● **WRITTEN EXERCISE**:
Beginning with the line that contains "of the cloud", extract each line through the end of the listing below, with no additions or omissions.

[Recorded data]
** BEGIN **
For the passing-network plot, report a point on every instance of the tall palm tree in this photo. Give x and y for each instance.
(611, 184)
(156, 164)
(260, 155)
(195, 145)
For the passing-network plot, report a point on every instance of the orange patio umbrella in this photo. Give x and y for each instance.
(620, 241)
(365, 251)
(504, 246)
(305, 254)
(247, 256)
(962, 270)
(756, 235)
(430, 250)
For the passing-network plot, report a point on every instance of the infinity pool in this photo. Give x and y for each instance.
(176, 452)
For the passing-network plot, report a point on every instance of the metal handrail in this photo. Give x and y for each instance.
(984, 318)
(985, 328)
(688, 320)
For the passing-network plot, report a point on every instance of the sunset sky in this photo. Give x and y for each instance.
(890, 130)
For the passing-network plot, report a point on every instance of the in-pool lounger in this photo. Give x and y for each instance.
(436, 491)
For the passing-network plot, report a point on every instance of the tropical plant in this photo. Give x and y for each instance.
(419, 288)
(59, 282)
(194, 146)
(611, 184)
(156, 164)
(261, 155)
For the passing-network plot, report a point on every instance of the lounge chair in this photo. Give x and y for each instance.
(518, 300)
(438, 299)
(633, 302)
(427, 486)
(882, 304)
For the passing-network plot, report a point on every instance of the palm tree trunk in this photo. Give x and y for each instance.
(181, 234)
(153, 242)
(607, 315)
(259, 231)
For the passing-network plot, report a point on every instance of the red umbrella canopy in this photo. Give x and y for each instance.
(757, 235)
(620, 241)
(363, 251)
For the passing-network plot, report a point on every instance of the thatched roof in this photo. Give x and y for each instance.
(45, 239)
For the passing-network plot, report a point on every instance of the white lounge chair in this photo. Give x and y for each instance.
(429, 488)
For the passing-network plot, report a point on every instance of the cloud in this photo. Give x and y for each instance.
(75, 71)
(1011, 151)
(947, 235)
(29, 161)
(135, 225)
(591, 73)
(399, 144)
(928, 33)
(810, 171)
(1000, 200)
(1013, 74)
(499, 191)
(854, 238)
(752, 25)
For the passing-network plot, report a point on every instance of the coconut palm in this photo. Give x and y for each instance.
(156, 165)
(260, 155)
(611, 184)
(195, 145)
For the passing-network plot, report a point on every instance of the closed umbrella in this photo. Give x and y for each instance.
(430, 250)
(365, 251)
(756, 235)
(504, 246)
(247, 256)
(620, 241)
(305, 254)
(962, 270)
** END **
● **FINAL RESULT**:
For the passing-network plot, report a point on every instance of the cloud in this photo. Give x and y for each instance.
(75, 71)
(1011, 151)
(947, 235)
(29, 161)
(135, 225)
(591, 73)
(399, 144)
(928, 33)
(810, 171)
(1000, 200)
(1013, 74)
(499, 191)
(854, 238)
(752, 25)
For the passing-network plot, report a point on every instance of the coconut palm in this photo. Give x and y for each instance.
(156, 165)
(260, 155)
(611, 184)
(195, 145)
For the passing-network plot, report a point on every instance of the closed umbrella in this photo. Give x and y for each instance.
(430, 250)
(365, 251)
(756, 235)
(504, 246)
(247, 256)
(620, 241)
(305, 254)
(962, 270)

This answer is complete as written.